GOAL 1:
Summarize the award tribute in two sentences.
GOAL 2:
Say whether each statement agrees with the award tribute, answering yes or no and quoting the words of the tribute that decide it: (a) The citation came from Fairfield University. (b) John Thiel is a professor of religious studies. (c) The honoree is praised only for his work as a scholar.
GOAL 3:
Please continue the award tribute from where it stops.

On June 9, Terrence W. Tilley, Ph.D., the Avery Cardinal Dulles, S.J., Chair in Catholic Theology, received the John Courtney Murray Award Citation from the Catholic Theological Society of America. Here is the tribute, presented by John Thiel, Ph.D., professor of religious studies at Fairfield University.

June 9, 2012

The professors in our Society may sometimes distinguish between teacher-scholar types like themselves, always on the side of the angels, and colleagues who live their professional lives as academic administrators, who, at least in the judgment of the professors, are thought to be singing in another, and sometimes more dissonant, angelic choir.  Our honoree, throughout his career and in his very person, has managed to dash any sense of difference or hierarchy in this metaphorical angelic community, and has done so through the exercise of his remarkable talents as a teacher, a scholar, and an administrator.

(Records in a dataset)

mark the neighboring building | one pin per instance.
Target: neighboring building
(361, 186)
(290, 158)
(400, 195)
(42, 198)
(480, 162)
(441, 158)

* * *

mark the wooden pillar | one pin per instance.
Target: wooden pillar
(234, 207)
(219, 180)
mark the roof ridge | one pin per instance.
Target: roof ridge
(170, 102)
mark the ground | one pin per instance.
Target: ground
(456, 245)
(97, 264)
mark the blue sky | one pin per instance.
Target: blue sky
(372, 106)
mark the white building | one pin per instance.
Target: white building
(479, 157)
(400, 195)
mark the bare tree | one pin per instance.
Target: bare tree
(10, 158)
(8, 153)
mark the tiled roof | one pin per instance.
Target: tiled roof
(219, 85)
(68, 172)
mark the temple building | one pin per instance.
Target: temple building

EXERCISE ANSWER 1:
On June 9, Terrence W. Tilley, the Avery Cardinal Dulles, S.J., Chair in Catholic Theology, received the John Courtney Murray Award Citation from the Catholic Theological Society of America, in a tribute presented by John Thiel, professor of religious studies at Fairfield University. The tribute says that professors may set themselves apart from academic administrators, but that Tilley has dashed any such difference or hierarchy through his talents as a teacher, a scholar, and an administrator.

EXERCISE ANSWER 2:
(a) No: "received the John Courtney Murray Award Citation from the Catholic Theological Society of America"
(b) Yes: "John Thiel, Ph.D., professor of religious studies at Fairfield University"
(c) No: "through the exercise of his remarkable talents as a teacher, a scholar, and an administrator"

EXERCISE ANSWER 3:
Born in Milwaukee, Wisconsin on April 19, 1947, our honoree grew up in that city and in Phoenix, Arizona.  He earned his Bachelor of Arts degree at the University of San Francisco in 1970 and his Ph.D. at the Graduate Theological Union in 1976.  As early as his high school years, he developed an interest in the creative intersection of theology and philosophy, an interest that matured in his later studies and that now has taken shape in ten books – two of which were supported by major fellowship grants from the National Endowment for the Humanities – more than sixty articles, and dozens of conference presentations.  For our honoree, philosophy is not just a flighty conversation partner, useful here and there to meet theology’s interpretive needs, but an endeavor that requires professional mastery and engagement in order to offer reason’s rich resources to the service of faith.  In this regard, our honoree has shown himself to be a most imaginative Catholic thinker, especially concerned to highlight the pragmatic dimensions of belief and practice often overlooked by theologians who approach the Catholic tradition philosophically only by appeal to metaphysics or through the history of ideas.  Thus, his books on such topics as the nature of faith, the path of Christian discipleship, the workings of tradition, the prudential character of wisdom, and the limitations of theodicy all bring a distinctively American philosophical resonance to the Catholic appreciation for the unity of fides et ratio.  Ever concerned about the theological encounter between the epistemological question of how reason knows and the ecclesial question of how faith believes and acts, his career-long work continues to make an important contribution to theology’s traditional task of faith seeking understanding.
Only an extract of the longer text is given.